Page extract.
[Date Prev][Date Next][Thread Prev][Thread Next][Date Index][Thread Index]
Re: Unicode string literals
From: |
Marc Nieper-Wißkirchen |
Subject: |
Re: Unicode string literals |
Date: |
Thu, 30 Apr 2020 12:23:27 +0200 |
Hi Bruno,
thank you very much for your reply.
Am Do., 30. Apr. 2020 um 12:06 Uhr schrieb Bruno Haible <address@hidden>:
[...]
> Unfortunately, we cannot provide such macros. The reason is that the
> translation from the source file's encoding to UTF-8/UTF-16/UTF-32 must
> be done by the compiler, if you want to be able to write
> static uint8_t my_string[] = u8"Wißkirchen";
For a compiler that supports the "u8" prefix, which is defined by C11,
the compiler should do the translation from the source file encoding
to UTF-8. I was hoping that compilers not supporting enough of C11
would have some other way to translate from the source file encoding
to UTF-8, which could be exploited by Gnulib.
> Your best bet is
> 1) For UTF-8 encoded strings, ensure that your source code is UTF-8
> encoded, or use escapes, like in gnulib/tests/uniwidth/test-u8-width.c.
Using escapes for non-ASCII characters, it will work whenever the
execution character set of the compiler is compatible with ASCII,
right?
> 2) For UTF-16 encoded strings, which you'll need only on Windows,
> write L"Wißkirchen". Or use hex codes, like in
> gnulib/tests/uniwidth/test-u16-width.c.
> 3) Don't use UTF-32 encoded strings. Or use hex codes, like in
> gnulib/tests/uniwidth/test-u32-width.c.
These two are less important for me; I mentioned them to have a full
set of macros.
>
> > Similarly, something like
> >
> > #define ASCII(s) (u8 ## s [0])
> >
> > for pre-C2x systems would be nice so that ASCII("c") expands into the
> > ASCII code point of the character `c'.
>
> What's the point of this one? Why not just write 'c'?
I was thinking of a system whose execution character set is not
compatible with ASCII. Or are those excluded in general by Gnulib?
Thanks again,
Marc

Excerpted records.
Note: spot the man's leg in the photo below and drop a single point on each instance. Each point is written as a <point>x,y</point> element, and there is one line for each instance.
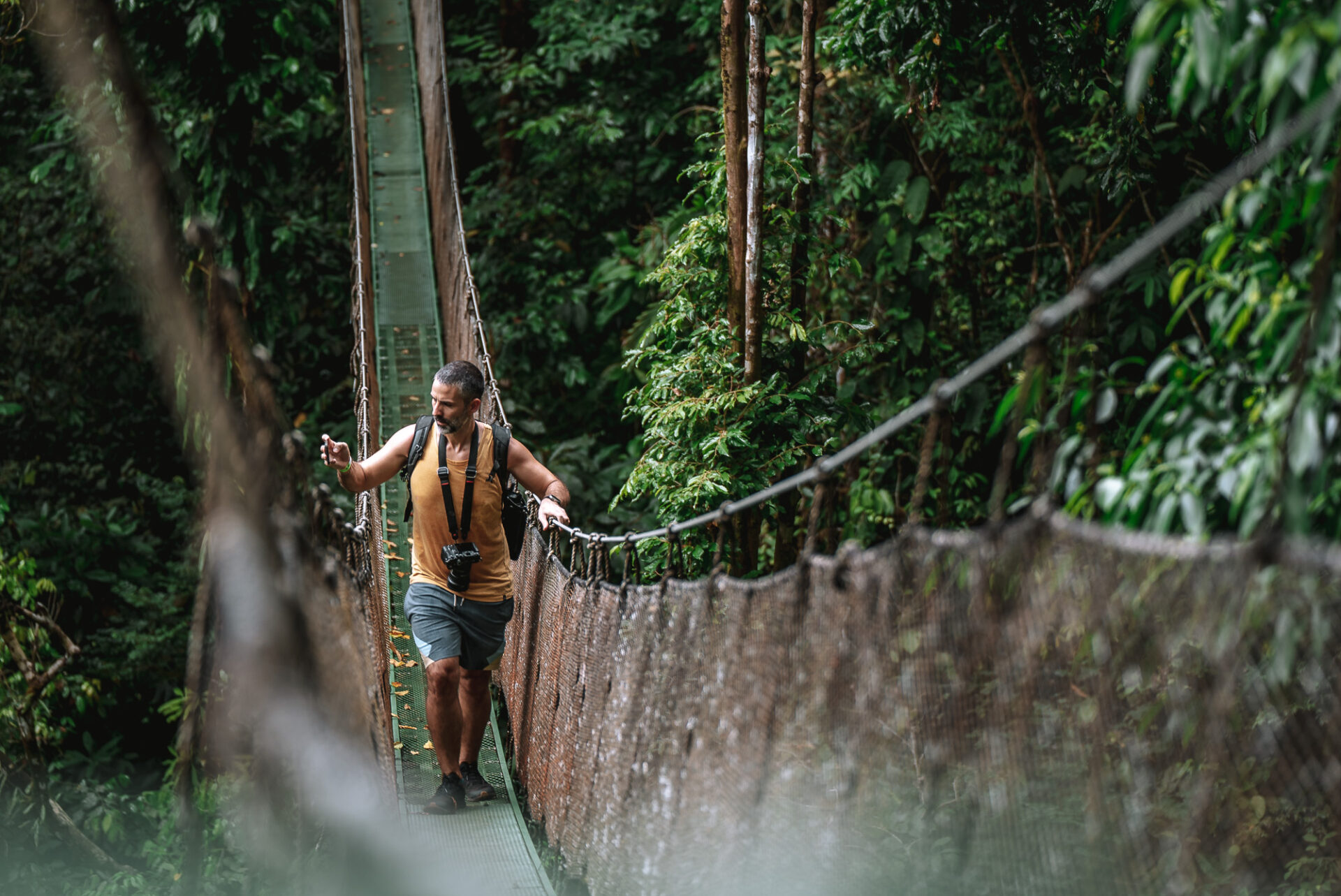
<point>475,712</point>
<point>444,711</point>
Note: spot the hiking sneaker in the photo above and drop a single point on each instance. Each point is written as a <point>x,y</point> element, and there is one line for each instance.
<point>476,788</point>
<point>448,798</point>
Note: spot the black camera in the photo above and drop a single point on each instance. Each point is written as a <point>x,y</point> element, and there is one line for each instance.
<point>459,558</point>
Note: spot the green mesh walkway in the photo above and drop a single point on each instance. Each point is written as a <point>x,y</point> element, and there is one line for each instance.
<point>488,840</point>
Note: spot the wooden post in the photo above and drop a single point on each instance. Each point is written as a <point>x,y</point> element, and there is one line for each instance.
<point>754,198</point>
<point>734,126</point>
<point>801,196</point>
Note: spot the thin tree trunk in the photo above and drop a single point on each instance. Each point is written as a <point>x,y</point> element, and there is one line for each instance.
<point>514,35</point>
<point>754,198</point>
<point>801,196</point>
<point>734,125</point>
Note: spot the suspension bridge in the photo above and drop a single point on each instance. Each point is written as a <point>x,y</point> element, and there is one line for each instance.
<point>1039,707</point>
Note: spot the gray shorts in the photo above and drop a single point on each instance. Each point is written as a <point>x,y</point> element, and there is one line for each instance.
<point>446,625</point>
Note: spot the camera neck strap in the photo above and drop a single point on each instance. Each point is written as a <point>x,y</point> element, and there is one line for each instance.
<point>444,478</point>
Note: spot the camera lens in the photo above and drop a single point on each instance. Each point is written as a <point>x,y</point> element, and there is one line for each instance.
<point>459,578</point>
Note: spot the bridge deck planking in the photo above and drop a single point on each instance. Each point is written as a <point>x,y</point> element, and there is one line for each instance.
<point>488,842</point>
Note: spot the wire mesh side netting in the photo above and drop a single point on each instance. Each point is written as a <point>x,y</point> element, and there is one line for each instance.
<point>1056,709</point>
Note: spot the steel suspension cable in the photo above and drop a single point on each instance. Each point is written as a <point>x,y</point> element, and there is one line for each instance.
<point>364,501</point>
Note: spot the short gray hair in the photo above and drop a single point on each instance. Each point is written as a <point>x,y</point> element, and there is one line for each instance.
<point>464,376</point>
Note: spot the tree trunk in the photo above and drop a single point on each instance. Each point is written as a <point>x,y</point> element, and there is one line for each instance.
<point>754,198</point>
<point>734,126</point>
<point>801,198</point>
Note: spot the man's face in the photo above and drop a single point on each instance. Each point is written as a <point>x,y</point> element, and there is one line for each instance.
<point>450,411</point>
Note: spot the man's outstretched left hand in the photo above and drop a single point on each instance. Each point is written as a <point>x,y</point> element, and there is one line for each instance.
<point>552,511</point>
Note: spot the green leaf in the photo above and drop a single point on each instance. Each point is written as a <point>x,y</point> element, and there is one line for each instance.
<point>1004,409</point>
<point>915,200</point>
<point>1108,492</point>
<point>1139,71</point>
<point>1305,440</point>
<point>1206,42</point>
<point>903,251</point>
<point>1106,406</point>
<point>1179,285</point>
<point>1192,513</point>
<point>915,335</point>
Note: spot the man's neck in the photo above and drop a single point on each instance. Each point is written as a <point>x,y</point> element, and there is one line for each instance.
<point>459,440</point>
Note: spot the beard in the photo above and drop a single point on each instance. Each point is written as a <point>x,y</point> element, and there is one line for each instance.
<point>450,425</point>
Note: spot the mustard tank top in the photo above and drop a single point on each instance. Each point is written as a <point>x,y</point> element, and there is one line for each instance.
<point>491,578</point>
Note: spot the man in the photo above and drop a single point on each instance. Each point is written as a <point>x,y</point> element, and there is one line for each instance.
<point>457,613</point>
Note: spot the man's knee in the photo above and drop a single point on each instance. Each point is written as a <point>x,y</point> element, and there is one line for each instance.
<point>475,682</point>
<point>443,675</point>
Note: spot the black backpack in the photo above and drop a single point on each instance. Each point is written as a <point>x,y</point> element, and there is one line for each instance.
<point>514,506</point>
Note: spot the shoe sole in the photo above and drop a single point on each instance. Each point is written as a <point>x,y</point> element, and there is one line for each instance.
<point>436,809</point>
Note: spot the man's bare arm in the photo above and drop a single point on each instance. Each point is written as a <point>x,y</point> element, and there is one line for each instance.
<point>538,480</point>
<point>368,473</point>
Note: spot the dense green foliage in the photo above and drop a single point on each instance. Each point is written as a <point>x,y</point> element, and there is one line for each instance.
<point>94,487</point>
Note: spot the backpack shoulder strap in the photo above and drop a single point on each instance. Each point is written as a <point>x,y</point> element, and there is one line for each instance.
<point>421,428</point>
<point>502,440</point>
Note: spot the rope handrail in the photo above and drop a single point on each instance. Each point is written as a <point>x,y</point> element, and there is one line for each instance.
<point>472,294</point>
<point>364,501</point>
<point>1043,321</point>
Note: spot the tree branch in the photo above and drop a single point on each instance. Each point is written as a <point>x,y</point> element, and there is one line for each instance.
<point>1029,108</point>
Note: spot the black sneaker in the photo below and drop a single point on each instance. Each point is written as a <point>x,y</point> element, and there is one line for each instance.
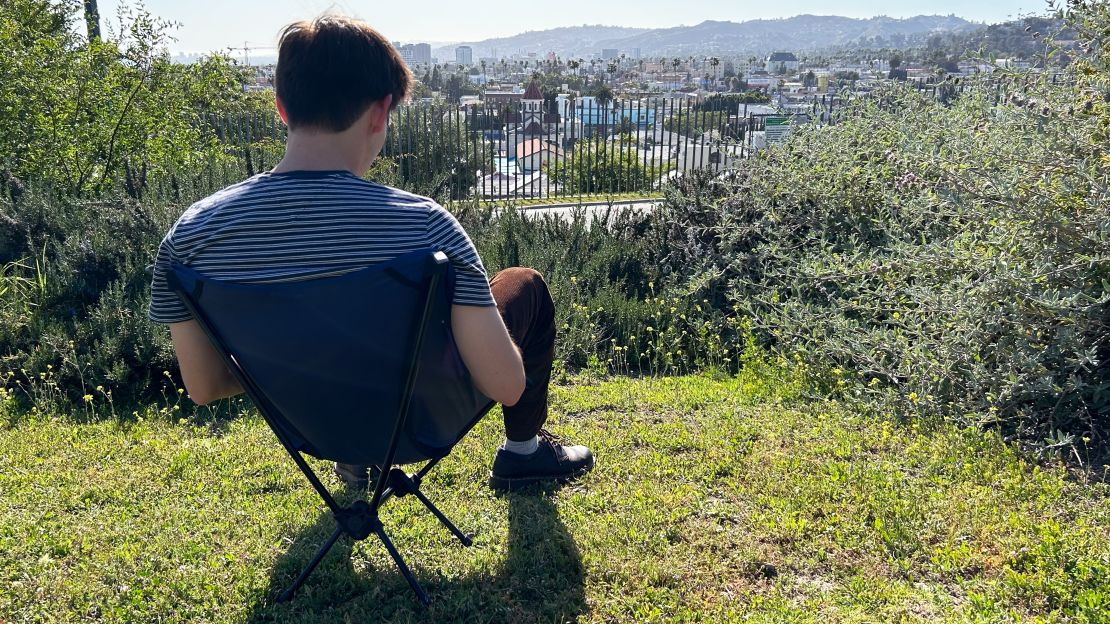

Problems to work on.
- 1) According to the mailing-list reply, which C standard defines the "u8" prefix?
- 2) Find every line in the records that contains the word "suspension", and copy each of those lines.

Solutions per task.
- 1) C11

- 2)
Note: spot the suspension bridge in the photo above and drop a single point on each instance. Each point is written as a <point>x,y</point> element, and there is one line for each instance.
Note: spot the steel suspension cable in the photo above and drop a single point on each instance. Each point is written as a <point>x,y</point> element, and there is one line for each instance.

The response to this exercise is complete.